- _SOURCE DATA_:
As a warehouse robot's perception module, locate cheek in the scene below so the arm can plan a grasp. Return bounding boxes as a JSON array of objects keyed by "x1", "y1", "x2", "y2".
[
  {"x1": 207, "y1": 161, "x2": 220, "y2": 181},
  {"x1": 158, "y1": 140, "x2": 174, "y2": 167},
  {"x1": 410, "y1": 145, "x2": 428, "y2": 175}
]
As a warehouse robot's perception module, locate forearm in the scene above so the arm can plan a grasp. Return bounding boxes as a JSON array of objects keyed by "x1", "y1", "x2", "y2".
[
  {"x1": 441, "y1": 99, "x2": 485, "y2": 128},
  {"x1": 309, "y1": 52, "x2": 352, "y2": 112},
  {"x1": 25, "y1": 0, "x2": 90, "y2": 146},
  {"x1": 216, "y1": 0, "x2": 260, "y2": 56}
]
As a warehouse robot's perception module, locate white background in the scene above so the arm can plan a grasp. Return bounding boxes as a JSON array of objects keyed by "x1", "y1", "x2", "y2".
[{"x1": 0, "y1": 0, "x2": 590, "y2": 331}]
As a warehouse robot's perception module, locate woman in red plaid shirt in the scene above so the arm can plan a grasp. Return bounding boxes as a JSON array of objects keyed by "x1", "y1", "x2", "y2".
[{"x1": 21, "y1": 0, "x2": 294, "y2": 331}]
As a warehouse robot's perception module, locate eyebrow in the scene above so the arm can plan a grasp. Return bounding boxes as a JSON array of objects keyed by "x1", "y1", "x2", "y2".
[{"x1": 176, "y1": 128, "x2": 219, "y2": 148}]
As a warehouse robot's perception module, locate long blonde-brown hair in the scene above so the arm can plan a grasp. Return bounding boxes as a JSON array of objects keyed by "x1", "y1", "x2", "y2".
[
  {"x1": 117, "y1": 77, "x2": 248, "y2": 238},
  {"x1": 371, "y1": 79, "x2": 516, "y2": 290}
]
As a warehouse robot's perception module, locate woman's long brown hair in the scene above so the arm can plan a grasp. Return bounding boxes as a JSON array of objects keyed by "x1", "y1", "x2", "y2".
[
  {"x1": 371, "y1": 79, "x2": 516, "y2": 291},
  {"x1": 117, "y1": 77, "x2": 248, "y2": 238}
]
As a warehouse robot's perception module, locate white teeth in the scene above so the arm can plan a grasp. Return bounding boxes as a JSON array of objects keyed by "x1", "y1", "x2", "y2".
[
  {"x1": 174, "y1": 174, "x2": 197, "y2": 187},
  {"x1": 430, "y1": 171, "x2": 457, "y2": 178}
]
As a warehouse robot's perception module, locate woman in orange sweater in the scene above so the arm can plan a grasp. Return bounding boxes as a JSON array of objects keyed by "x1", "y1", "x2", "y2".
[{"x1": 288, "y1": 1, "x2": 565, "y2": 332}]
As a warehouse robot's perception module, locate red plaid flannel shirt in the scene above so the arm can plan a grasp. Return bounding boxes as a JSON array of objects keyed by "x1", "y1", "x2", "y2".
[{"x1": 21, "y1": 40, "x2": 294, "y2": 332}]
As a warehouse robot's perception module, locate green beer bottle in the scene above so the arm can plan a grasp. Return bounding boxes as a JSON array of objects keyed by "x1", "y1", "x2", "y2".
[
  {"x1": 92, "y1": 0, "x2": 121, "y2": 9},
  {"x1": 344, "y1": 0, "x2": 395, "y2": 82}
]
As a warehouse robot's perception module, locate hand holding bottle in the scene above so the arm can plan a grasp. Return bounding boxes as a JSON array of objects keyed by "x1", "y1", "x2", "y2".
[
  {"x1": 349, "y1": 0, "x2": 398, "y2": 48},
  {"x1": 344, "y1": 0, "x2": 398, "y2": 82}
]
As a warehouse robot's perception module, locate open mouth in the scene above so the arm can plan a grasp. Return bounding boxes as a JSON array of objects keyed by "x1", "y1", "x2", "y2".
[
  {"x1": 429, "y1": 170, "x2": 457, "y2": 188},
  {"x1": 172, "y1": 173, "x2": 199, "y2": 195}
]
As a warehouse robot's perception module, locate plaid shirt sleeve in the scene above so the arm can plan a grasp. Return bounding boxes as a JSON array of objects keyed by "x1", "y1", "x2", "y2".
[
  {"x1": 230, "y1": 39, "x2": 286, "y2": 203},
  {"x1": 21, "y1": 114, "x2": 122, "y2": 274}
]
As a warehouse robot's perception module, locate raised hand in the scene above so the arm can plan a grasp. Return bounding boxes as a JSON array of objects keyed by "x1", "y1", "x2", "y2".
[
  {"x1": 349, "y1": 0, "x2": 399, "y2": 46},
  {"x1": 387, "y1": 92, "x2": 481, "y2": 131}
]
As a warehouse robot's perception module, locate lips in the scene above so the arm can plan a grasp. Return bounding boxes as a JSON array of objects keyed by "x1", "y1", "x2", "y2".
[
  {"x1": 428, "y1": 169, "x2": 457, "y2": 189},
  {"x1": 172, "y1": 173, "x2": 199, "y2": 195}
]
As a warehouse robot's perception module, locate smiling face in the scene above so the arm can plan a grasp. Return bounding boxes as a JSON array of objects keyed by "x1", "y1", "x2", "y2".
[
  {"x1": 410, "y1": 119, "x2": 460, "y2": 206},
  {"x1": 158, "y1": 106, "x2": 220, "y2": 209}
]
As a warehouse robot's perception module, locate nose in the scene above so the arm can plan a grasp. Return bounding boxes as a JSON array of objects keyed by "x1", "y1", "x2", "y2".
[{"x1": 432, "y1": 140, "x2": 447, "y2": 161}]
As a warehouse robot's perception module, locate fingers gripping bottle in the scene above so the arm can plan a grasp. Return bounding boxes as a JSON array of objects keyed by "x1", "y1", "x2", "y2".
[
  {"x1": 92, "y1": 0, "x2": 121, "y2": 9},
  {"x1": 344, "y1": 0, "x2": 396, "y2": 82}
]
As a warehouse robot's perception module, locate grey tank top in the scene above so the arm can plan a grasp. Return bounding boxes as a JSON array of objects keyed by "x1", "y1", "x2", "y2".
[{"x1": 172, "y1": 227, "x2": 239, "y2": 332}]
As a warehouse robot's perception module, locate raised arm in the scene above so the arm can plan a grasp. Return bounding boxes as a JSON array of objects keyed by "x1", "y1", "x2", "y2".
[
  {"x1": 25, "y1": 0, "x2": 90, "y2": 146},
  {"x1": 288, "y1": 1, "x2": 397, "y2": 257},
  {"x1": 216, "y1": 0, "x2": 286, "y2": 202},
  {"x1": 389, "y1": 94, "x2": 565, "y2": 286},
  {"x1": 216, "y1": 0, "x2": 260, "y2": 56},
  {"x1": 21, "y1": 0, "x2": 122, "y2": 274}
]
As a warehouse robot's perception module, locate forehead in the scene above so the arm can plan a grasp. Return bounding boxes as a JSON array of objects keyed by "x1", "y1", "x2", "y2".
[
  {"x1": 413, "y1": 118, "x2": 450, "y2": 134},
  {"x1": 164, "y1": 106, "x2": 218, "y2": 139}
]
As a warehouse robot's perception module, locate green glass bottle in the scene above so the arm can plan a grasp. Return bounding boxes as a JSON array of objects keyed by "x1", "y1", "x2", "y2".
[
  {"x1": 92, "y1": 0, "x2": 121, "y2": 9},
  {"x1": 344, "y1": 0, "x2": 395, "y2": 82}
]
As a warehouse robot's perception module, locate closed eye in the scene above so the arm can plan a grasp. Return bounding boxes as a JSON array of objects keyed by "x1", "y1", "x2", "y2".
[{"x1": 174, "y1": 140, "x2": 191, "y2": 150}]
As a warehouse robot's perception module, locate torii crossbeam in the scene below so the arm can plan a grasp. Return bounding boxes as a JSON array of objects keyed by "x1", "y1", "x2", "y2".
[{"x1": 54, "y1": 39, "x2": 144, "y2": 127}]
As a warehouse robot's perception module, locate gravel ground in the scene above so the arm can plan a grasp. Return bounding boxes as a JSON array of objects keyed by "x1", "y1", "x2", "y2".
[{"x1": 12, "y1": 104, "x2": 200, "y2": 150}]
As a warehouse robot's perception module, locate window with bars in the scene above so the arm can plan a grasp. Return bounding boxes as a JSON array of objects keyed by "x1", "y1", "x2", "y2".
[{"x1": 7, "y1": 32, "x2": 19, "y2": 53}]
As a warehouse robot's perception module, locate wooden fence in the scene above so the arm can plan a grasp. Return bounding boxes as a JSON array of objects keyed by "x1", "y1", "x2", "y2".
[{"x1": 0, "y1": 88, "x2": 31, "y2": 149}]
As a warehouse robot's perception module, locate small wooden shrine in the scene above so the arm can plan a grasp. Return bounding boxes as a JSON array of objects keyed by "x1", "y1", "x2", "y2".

- _EXERCISE BRIEF_: The required output is the span of lines from the one containing "As a warehouse robot's perception module, locate window" to the last line, reproduced character for character.

- _FINISHED ANSWER_:
As a warehouse robot's perception module, locate window with bars in the scene above so the arm can plan a grasp. Return bounding boxes as a JSON array of objects keyed by "x1", "y1", "x2", "y2".
[{"x1": 7, "y1": 32, "x2": 19, "y2": 53}]
As a warehouse robot's perception module, locate wooden fence in the scene above so the arm can plan a grasp. Return bounding boxes as a JSON array of objects keyed by "x1", "y1", "x2", "y2".
[{"x1": 0, "y1": 88, "x2": 31, "y2": 149}]
As a warehouse robot's perception module, locate small wooden shrine in the scene above so the arm can plan a grasp. Return bounding boxes as a JSON array of objects keyed by "x1", "y1", "x2", "y2".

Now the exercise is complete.